• [Required task 1] Copy the water inrush prediction passage word for word, from "A novel GMM-based" to "geomechanically consistent datasets.".
• [Required task 2] Write the next part of the passage on coal mine water inrush prediction, picking up after its final sentence.

• [Source text]
##############################
In summary, this study proposes a Gaussian mixture–WOA-XGBoost–SHAP integrated framework that systematically addresses core challenges in water inrush prediction for coal mines, including limited data fidelity, inadequate model generalization, and insufficient interpretability. Our main contributions include the following:

A novel GMM-based data augmentation method that precisely models multimodal hydrological parameter distributions, overcoming the statistical distortion of traditional techniques and generating geomechanically consistent datasets.
A robust WOA-XGBoost optimization strategy that globally tunes the hyperparameters, ensuring superior prediction accuracy and stability compared to those of local optimization approaches in high-dimensional feature spaces.
Integration of the SHAP framework to provide quantitative, transparent interpretability of water inrush predictions, offering critical insights into the nonlinear synergistic effects of key factors and facilitating data-driven engineering decisions.
##############################
• [Data entries]

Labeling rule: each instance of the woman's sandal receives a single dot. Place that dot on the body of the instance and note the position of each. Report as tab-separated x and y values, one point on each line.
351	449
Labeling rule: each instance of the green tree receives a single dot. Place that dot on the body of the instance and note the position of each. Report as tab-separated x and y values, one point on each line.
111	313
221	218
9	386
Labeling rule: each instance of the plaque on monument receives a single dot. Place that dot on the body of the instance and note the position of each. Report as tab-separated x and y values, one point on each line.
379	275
##############################
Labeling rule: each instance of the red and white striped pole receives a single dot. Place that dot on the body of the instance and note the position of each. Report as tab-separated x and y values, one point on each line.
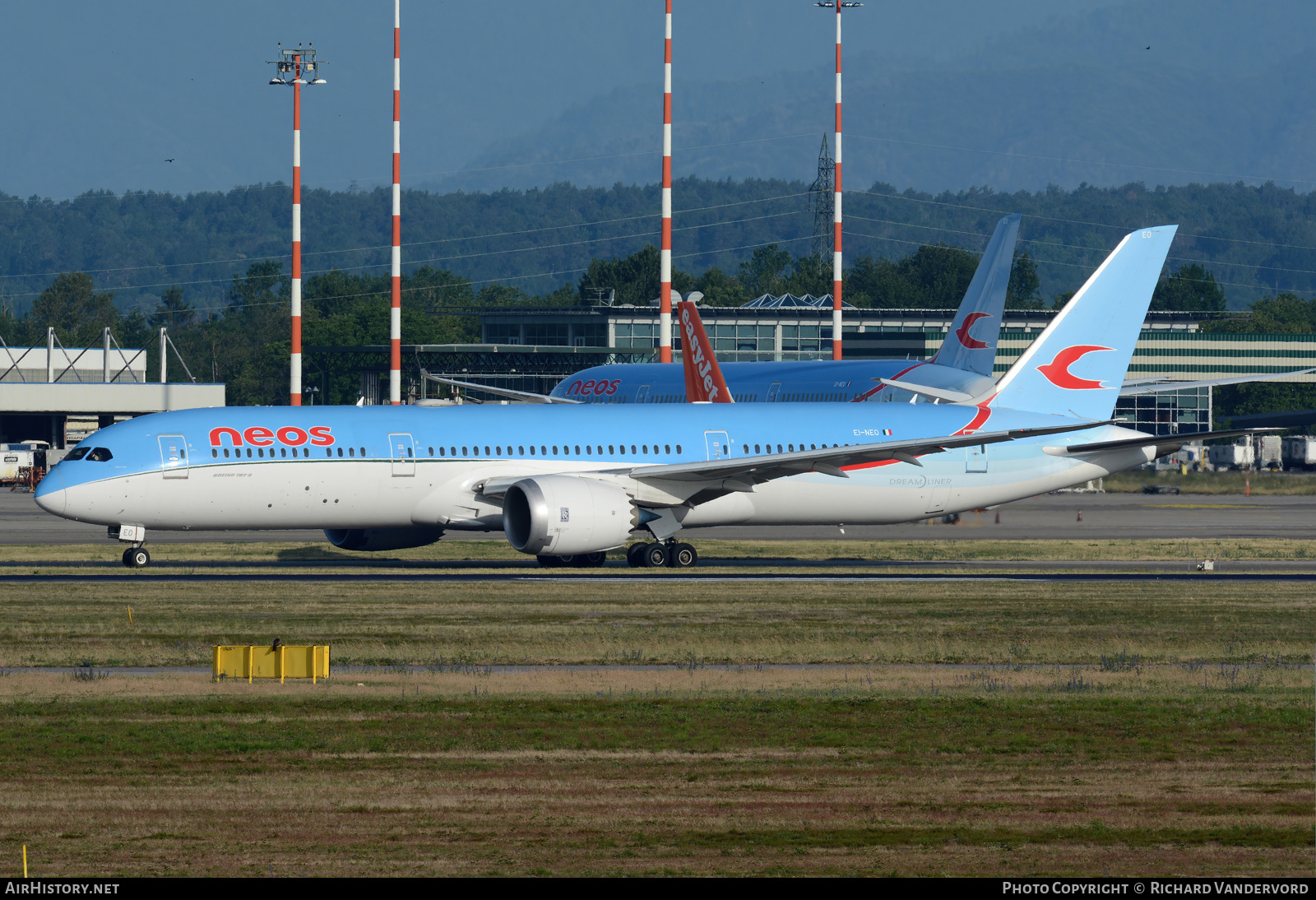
##############################
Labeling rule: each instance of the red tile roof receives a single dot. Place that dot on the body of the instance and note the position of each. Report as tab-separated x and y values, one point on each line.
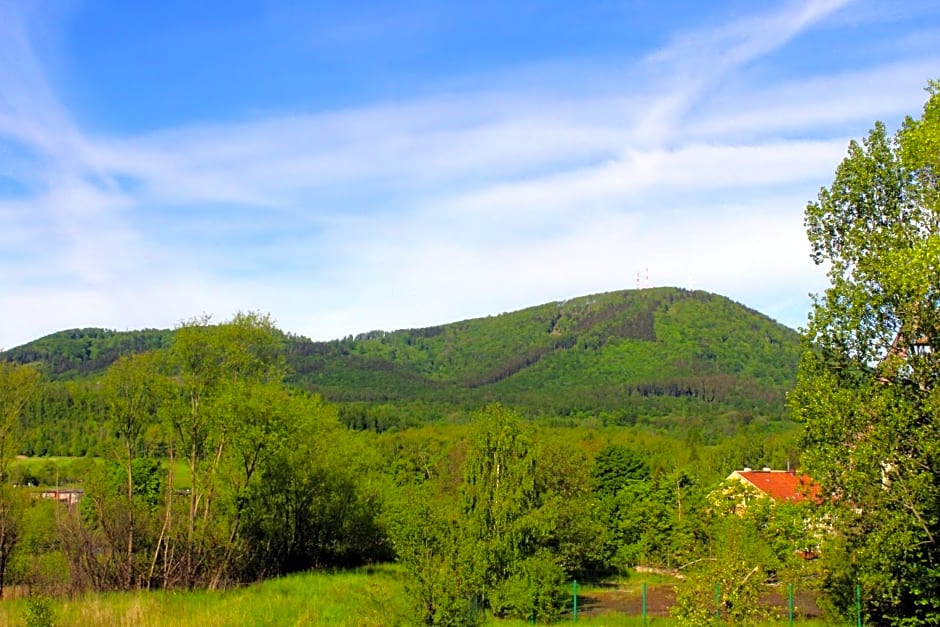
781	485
##############################
• [Exercise answer 1]
A novel GMM-based data augmentation method that precisely models multimodal hydrological parameter distributions, overcoming the statistical distortion of traditional techniques and generating geomechanically consistent datasets.

• [Exercise answer 2]
Validation of an integrated framework’s real-world applicability and robustness in complex deep mining environments, demonstrating a significant paradigm shift toward data-driven dynamic regulation for water-associated hazard prevention and control.

2. Algorithmic Principles

2.1. Data Augmentation Based on Gaussian Mixture Model

The Gaussian mixture model (GMM), as a probabilistic generative framework, demonstrates remarkable advantages in the realm of data augmentation. Unlike traditional augmentation techniques, GMM adeptly captures the underlying distributional characteristics of the original data by fitting a mixture of multiple Gaussian components, thereby producing new samples that maintain statistical coherence [36,37]. This approach not only enhances the naturalness and diversity of generated data, avoiding the biases introduced by simplistic transformations, but also effectively fills sparse regions within the original dataset, thereby bolstering the model’s generalization capabilities. Particularly in scenarios characterized by limited data or class imbalance, the employment of GMM serves to mitigate overfitting and enhances the model’s adaptability to complex data structures [38]. The probability density function is defined as follows [39]:

p (x) = \sum_{k = 1}^{K} π_{k} \cdot N (x | μ_{k}, Σ_{k})

(1)

In the formula, K signifies the number of Gaussian components,

π_{k}

indicates the mixture weight for the k-th component, and

N (x | μ_{k}, Σ_{k})

corresponds to the k-th Gaussian distribution, with parameters including the mean

μ_{k}

and the covariance matrix

Σ_{k}

.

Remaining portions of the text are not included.